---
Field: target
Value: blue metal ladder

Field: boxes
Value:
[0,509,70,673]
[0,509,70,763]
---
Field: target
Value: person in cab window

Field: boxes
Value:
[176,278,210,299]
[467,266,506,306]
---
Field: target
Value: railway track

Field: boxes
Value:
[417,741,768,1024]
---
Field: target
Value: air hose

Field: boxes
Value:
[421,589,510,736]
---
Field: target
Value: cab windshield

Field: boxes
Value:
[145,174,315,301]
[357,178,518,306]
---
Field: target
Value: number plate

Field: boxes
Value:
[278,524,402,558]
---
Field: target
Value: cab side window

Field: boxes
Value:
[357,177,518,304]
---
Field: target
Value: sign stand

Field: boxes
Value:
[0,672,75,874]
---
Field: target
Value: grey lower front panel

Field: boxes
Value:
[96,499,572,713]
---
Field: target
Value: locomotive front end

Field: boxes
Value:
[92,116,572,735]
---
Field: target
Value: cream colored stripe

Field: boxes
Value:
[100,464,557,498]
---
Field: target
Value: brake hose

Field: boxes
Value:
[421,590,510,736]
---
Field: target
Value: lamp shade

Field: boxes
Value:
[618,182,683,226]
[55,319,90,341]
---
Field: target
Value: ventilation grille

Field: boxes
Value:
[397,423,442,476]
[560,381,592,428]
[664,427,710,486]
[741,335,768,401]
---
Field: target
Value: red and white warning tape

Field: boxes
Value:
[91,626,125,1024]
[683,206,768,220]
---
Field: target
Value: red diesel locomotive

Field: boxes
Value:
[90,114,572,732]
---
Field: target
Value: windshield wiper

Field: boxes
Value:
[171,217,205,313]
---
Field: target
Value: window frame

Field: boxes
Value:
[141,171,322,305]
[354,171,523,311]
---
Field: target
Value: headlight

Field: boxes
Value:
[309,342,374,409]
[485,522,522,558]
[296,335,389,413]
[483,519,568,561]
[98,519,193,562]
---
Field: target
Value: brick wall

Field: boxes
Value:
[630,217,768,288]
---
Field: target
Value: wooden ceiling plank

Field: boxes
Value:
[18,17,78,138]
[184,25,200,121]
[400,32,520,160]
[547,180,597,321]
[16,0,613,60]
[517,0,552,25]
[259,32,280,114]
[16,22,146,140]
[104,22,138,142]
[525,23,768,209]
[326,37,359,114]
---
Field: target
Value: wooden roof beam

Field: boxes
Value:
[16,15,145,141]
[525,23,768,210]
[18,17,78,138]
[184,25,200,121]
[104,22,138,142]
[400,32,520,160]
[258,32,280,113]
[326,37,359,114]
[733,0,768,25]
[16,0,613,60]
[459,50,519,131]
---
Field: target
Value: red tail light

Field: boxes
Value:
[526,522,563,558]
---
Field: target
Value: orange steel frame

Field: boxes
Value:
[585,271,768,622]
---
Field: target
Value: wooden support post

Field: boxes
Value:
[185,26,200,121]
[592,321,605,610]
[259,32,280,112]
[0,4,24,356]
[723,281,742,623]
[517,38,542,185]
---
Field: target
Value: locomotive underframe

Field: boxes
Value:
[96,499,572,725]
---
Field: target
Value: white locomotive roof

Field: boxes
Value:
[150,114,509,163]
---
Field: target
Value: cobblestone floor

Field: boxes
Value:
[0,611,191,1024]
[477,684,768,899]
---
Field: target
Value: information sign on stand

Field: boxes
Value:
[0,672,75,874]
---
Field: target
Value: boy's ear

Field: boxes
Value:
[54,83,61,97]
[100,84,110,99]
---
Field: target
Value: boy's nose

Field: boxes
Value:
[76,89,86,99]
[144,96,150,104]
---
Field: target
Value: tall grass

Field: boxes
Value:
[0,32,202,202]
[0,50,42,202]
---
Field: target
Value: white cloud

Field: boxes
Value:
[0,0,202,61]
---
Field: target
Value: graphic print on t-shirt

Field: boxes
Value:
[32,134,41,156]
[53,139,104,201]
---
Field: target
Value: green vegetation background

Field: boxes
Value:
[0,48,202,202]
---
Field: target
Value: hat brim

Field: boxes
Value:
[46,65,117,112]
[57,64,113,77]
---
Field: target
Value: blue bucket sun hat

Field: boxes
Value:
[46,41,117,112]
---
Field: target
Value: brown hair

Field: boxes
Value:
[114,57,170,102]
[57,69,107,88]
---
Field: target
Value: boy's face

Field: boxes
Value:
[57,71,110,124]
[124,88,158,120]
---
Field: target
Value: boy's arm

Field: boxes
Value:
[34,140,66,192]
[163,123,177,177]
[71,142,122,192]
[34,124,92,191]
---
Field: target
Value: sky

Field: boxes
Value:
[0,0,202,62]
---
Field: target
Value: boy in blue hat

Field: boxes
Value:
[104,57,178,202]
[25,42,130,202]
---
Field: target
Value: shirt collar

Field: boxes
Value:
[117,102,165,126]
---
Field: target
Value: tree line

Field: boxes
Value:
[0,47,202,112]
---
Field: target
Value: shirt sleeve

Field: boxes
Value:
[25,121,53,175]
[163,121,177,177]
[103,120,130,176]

————————

**Given instruction:**
Reproduce every line from the start of the rows through the line containing "[96,499,572,713]", inclusive, with each bounding box coordinate offset by -73.

**Answer to this exercise:**
---
Field: target
Value: blue metal ladder

Field: boxes
Value:
[-73,436,-3,600]
[-73,436,-3,690]
---
Field: target
Value: person in cab window

Field: boxes
Value:
[103,205,137,226]
[394,193,433,233]
---
Field: target
Value: railway track

Field: boxes
Value:
[344,668,695,951]
---
Field: target
Value: air hose

Field: boxes
Value:
[348,516,437,663]
---
Field: target
Value: cab windshield

Field: boxes
Value:
[72,101,242,228]
[284,105,445,233]
---
Field: target
Value: number plate

Field: boxes
Value:
[205,451,329,485]
---
Field: target
Value: cab side window

Field: boxes
Value:
[284,104,445,231]
---
Field: target
Value: sign stand

Field: boxes
Value:
[-73,599,2,801]
---
Field: target
Value: grey lower front panel

Field: boxes
Value:
[23,426,499,640]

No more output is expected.